** DATA FOR THIS TASK **
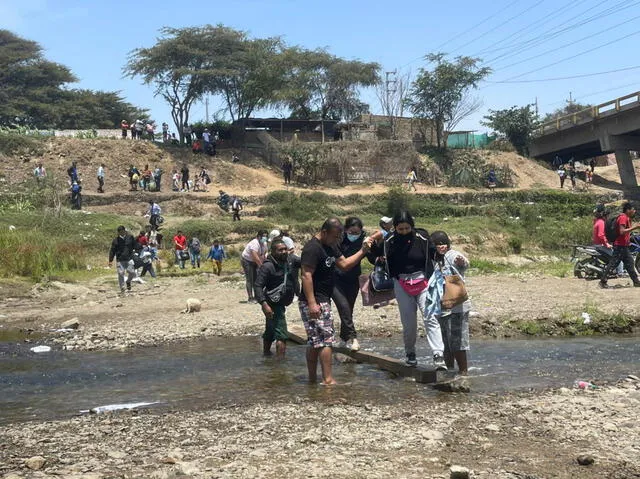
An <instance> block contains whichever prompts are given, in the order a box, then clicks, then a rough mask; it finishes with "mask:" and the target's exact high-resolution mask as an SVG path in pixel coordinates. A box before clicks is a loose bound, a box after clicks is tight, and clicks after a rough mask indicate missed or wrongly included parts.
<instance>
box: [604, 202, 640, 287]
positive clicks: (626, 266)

* * *

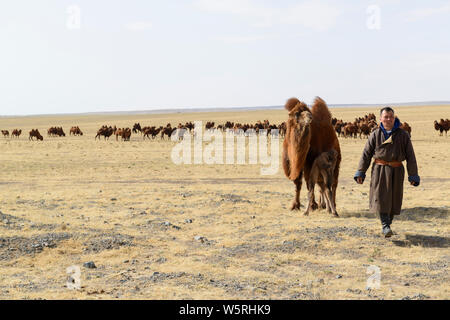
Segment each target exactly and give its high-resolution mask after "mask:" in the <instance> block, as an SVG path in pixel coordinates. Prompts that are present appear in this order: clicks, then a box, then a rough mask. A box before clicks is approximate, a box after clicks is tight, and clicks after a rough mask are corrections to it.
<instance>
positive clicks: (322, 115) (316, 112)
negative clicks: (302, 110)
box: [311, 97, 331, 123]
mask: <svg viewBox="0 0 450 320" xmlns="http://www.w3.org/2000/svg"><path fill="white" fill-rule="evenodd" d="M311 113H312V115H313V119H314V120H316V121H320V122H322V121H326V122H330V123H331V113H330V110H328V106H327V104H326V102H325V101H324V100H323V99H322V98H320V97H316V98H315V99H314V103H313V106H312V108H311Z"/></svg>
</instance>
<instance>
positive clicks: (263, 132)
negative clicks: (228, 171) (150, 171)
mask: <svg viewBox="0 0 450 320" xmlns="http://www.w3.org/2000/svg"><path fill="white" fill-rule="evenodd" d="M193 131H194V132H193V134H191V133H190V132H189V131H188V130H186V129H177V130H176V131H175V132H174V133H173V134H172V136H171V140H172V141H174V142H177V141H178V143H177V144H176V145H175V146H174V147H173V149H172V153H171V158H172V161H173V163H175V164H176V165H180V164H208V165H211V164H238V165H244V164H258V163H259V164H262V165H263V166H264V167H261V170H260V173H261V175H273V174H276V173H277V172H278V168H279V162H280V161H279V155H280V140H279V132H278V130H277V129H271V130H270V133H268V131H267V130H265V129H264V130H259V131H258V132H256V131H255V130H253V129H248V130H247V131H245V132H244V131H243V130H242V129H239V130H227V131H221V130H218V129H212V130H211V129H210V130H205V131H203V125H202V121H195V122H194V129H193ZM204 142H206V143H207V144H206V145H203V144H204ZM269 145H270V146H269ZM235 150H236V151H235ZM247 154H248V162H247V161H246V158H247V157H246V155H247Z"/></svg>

---

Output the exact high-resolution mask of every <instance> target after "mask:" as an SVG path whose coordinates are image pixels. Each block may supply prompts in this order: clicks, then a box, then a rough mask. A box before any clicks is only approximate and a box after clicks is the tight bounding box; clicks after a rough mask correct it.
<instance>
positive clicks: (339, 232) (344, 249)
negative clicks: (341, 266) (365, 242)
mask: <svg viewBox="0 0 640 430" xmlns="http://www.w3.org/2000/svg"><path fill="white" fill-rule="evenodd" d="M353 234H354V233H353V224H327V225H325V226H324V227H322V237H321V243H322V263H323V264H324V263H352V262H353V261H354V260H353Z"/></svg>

** WHAT THE EXERCISE ASKS **
Whenever a line in the records above contains the string "resolution", copy that line.

** SOLUTION TO THIS PROBLEM **
An <instance> block contains whichever prompts are given, in the order a box, then clicks, then a rough mask; it finishes with "mask:" and the target's exact high-resolution mask as an SVG path in pixel coordinates. A box before clicks is a loose bound, a box after clicks is tight, and clicks after a rough mask indicate missed or wrongly included parts.
Segment each target exactly and give its high-resolution mask after "mask:" in the <instance> block, as an SVG path in pixel coordinates. Prompts that are present appear in this order: clicks, then a box, then a rough mask. A box before clicks is approximate, a box after clicks is tight, and clicks after a rough mask are corrections to it.
Output the exact high-resolution mask of every <instance> target after "mask:" as an SVG path whose coordinates are image pixels. Each block may supply prompts in this order: clicks, then a box, then a rough mask. A box before any clicks is only approximate and a box after clicks is the tight bounding box; clicks after a rough mask correct it.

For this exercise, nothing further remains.